### SOURCE RECORDS
☆ ☆ ☆ ☆ ☆
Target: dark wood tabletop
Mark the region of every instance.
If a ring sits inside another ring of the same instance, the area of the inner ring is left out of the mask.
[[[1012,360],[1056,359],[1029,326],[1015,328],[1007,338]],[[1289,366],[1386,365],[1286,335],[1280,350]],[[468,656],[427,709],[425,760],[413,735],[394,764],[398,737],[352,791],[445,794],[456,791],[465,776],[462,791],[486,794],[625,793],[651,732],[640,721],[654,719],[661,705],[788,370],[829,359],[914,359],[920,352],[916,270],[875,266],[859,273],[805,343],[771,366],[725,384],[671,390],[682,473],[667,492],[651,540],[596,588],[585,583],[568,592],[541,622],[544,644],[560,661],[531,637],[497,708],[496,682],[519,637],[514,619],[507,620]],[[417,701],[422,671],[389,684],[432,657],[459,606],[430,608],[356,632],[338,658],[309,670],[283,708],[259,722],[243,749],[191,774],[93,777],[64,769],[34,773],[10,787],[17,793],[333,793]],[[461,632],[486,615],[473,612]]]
☆ ☆ ☆ ☆ ☆
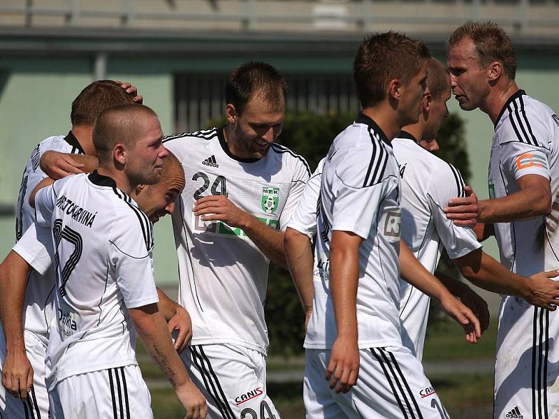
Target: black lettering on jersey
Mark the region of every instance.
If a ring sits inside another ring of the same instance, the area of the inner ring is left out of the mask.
☆ ☆ ☆ ☆ ☆
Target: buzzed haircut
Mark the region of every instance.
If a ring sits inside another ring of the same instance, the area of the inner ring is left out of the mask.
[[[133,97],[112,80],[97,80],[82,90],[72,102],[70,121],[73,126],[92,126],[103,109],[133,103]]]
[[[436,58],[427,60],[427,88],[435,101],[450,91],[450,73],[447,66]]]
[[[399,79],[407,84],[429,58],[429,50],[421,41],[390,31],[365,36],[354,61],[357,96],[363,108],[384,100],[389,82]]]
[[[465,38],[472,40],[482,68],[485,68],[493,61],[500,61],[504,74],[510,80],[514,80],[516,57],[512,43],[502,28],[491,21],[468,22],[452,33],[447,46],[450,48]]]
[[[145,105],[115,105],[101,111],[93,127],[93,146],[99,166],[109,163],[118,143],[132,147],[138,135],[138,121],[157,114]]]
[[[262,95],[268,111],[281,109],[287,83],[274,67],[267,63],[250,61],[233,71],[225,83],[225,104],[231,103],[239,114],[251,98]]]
☆ ☆ ☆ ☆ ☆
### WHAT IS ASKED
How many lines in the records above contain the string "Target"? Reply with the number alone.

### TASK RESULT
3